List every line in the material below that contains the string "trunk", and copy each of those lines in full. Matches are case-sensitive.

#### Source material ####

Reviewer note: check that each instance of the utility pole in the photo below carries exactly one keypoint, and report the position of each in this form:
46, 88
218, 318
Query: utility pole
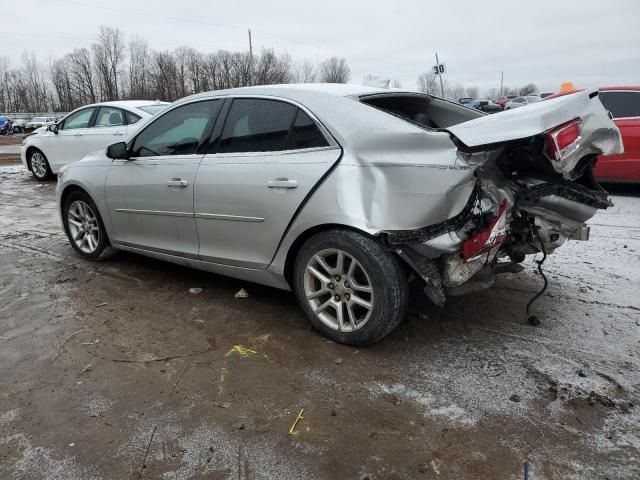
440, 76
250, 59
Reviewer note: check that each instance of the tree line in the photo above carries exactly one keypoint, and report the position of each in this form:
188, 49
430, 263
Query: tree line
429, 83
113, 69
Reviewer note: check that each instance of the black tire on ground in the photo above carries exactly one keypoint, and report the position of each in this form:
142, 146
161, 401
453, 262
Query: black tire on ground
41, 174
103, 240
389, 284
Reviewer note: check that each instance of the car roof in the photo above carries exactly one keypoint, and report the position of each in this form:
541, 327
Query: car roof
295, 89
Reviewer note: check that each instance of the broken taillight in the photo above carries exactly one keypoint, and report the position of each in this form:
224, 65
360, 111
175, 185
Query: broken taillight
487, 238
563, 140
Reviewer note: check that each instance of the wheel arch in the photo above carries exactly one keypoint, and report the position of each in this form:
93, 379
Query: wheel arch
297, 244
68, 190
28, 153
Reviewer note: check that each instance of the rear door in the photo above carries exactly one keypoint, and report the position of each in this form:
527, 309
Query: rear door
624, 105
108, 127
69, 145
150, 195
261, 164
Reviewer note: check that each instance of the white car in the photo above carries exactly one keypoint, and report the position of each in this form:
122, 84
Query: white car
85, 130
37, 122
521, 101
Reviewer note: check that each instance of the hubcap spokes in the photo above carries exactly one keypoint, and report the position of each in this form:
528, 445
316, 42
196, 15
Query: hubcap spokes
83, 226
38, 164
338, 290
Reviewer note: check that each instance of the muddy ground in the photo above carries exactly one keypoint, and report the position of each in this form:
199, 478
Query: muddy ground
105, 364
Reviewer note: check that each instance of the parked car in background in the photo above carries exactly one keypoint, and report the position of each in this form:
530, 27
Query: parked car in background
521, 101
502, 101
83, 131
5, 125
624, 105
37, 122
343, 193
486, 106
18, 126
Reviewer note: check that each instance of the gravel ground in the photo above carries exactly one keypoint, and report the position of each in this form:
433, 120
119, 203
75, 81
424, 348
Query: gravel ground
115, 370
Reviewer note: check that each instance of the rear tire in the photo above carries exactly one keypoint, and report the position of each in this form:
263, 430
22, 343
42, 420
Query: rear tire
83, 225
352, 290
39, 165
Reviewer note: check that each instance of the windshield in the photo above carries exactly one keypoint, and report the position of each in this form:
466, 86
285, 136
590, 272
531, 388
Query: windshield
153, 109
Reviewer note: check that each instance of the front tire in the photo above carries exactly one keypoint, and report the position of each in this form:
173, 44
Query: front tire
39, 165
83, 225
352, 290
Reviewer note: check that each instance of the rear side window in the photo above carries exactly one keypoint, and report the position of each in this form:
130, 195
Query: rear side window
256, 125
78, 119
621, 104
305, 133
109, 117
178, 132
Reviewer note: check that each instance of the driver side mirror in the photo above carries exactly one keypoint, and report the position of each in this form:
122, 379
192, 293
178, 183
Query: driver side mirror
118, 151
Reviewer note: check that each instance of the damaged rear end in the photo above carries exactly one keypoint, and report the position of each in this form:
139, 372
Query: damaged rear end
534, 190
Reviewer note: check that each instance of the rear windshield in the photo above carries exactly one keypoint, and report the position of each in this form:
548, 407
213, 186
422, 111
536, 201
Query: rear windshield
153, 109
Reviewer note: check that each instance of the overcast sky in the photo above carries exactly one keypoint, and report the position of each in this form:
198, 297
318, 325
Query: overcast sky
546, 42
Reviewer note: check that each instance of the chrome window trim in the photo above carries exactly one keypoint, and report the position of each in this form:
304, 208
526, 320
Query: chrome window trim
271, 153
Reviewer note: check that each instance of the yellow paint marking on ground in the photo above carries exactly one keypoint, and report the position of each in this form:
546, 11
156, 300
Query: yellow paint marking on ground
240, 350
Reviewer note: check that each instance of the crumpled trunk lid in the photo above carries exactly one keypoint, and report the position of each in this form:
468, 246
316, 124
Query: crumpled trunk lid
598, 136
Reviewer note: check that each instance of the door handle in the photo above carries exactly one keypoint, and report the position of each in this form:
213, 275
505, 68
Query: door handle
177, 182
282, 183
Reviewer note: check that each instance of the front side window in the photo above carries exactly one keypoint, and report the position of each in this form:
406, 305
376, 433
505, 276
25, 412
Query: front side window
257, 125
178, 132
109, 117
78, 119
132, 118
621, 104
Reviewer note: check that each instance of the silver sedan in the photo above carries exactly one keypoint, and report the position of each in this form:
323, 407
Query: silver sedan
343, 193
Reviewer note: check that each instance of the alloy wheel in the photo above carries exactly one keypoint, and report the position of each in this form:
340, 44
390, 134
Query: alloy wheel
83, 226
39, 164
339, 290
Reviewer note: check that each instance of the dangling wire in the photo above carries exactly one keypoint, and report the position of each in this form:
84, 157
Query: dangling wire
533, 320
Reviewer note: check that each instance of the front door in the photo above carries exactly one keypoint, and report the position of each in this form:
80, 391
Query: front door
150, 196
69, 144
267, 158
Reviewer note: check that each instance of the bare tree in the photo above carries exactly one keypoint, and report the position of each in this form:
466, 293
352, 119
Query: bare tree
335, 70
139, 65
81, 74
108, 54
471, 92
304, 72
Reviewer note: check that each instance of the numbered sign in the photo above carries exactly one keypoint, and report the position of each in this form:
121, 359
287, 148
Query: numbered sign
439, 69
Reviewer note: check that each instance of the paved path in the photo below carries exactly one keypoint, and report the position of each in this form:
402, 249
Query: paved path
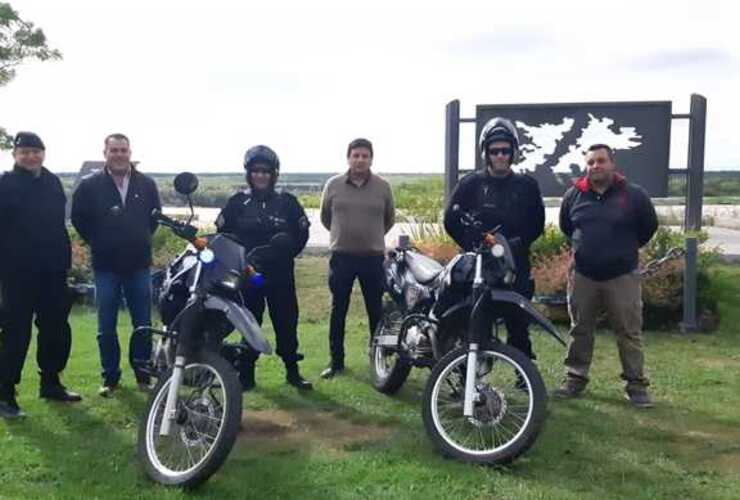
727, 239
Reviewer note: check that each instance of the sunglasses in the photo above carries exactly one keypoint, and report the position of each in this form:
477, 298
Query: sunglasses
500, 151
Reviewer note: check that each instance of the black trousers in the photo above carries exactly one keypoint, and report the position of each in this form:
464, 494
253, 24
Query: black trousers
42, 294
343, 269
279, 295
516, 321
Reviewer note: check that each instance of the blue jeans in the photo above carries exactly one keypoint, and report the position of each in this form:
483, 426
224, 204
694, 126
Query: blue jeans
137, 289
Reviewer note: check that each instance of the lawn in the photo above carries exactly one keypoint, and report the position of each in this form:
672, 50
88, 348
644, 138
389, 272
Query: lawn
344, 440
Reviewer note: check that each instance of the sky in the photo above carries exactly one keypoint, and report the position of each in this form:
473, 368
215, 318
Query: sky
194, 84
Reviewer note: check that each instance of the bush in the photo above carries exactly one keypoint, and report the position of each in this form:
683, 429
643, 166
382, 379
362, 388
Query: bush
552, 243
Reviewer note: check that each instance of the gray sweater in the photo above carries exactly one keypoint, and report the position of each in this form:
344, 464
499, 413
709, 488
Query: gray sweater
357, 217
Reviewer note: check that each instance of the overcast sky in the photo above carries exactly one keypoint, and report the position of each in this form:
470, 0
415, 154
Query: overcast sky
194, 84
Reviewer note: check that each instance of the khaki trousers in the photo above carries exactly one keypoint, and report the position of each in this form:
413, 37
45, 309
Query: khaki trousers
622, 299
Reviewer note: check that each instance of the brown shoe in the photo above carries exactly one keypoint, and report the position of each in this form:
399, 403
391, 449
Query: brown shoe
570, 388
640, 398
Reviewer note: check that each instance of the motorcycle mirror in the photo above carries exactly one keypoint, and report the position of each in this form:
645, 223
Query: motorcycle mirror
186, 183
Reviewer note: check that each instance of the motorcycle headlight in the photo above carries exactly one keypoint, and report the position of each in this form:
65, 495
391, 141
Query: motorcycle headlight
232, 281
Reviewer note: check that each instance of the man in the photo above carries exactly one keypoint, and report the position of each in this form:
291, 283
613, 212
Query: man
255, 216
111, 210
357, 209
606, 220
36, 255
500, 197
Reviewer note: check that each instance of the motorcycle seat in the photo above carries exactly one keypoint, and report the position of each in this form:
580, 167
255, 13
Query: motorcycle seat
423, 268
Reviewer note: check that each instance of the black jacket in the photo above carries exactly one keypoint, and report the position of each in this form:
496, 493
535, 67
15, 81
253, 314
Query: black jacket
514, 202
119, 235
33, 234
607, 230
255, 217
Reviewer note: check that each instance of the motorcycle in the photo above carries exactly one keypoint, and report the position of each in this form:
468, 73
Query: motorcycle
193, 415
484, 402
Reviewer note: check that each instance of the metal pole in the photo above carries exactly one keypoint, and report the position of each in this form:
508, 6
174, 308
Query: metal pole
694, 199
689, 323
452, 146
695, 178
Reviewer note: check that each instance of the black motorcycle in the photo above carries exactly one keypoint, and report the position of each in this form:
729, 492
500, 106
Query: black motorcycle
484, 401
192, 418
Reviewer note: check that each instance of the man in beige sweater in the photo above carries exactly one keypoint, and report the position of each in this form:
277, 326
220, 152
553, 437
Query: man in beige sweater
357, 209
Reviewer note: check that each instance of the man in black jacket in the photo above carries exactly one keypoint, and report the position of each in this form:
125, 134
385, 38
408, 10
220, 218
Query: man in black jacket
255, 216
36, 255
499, 197
111, 210
606, 220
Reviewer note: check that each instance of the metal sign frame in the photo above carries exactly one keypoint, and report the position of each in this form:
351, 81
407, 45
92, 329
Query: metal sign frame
694, 181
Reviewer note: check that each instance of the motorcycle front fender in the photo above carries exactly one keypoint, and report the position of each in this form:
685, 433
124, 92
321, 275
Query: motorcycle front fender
509, 297
243, 320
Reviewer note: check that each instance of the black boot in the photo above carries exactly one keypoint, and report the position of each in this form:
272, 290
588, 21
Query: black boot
9, 408
246, 375
52, 388
293, 376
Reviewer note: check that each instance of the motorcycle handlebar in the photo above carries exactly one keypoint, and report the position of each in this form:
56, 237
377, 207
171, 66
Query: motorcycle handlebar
184, 231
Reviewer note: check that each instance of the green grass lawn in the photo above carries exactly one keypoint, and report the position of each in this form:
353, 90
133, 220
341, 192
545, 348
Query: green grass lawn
344, 440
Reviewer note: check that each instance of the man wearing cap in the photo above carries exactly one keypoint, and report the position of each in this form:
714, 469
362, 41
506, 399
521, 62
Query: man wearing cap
111, 210
357, 209
35, 255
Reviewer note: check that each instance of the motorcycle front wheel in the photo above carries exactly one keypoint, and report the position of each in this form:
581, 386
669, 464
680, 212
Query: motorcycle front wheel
508, 413
206, 423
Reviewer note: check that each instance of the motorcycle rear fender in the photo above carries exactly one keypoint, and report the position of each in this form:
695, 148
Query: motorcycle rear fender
243, 320
509, 297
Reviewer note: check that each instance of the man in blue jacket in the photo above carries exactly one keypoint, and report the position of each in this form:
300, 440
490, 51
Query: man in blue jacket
607, 220
111, 210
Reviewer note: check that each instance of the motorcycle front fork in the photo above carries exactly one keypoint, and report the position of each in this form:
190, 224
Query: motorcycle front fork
170, 410
471, 395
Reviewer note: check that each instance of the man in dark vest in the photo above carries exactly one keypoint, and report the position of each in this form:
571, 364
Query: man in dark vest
35, 256
607, 220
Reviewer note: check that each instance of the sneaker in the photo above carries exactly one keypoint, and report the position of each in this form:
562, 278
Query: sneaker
57, 392
570, 388
640, 398
332, 371
9, 406
293, 377
144, 386
107, 390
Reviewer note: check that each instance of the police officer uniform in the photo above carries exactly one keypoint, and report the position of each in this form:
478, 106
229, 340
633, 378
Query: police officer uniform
35, 255
255, 216
512, 202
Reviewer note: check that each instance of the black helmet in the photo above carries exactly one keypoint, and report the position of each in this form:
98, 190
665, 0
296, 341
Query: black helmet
265, 155
499, 129
262, 154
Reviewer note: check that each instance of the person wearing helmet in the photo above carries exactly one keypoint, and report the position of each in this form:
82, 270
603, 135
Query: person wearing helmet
500, 197
254, 216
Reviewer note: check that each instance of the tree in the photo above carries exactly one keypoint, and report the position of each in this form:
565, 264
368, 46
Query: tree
19, 41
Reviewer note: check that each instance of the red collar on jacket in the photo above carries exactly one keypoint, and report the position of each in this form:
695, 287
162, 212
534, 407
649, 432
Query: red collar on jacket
583, 186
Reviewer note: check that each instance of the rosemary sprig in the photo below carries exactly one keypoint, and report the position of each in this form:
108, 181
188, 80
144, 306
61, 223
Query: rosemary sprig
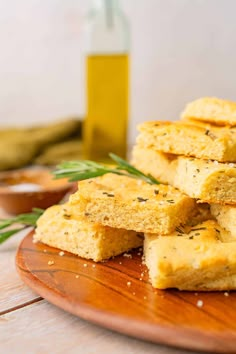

####

Exercise solution:
Reviewer note: check that each instance of the crumpled trunk lid in the photo above carries exactly one keypoint, and report the position of each in this form:
Query: crumpled trunk lid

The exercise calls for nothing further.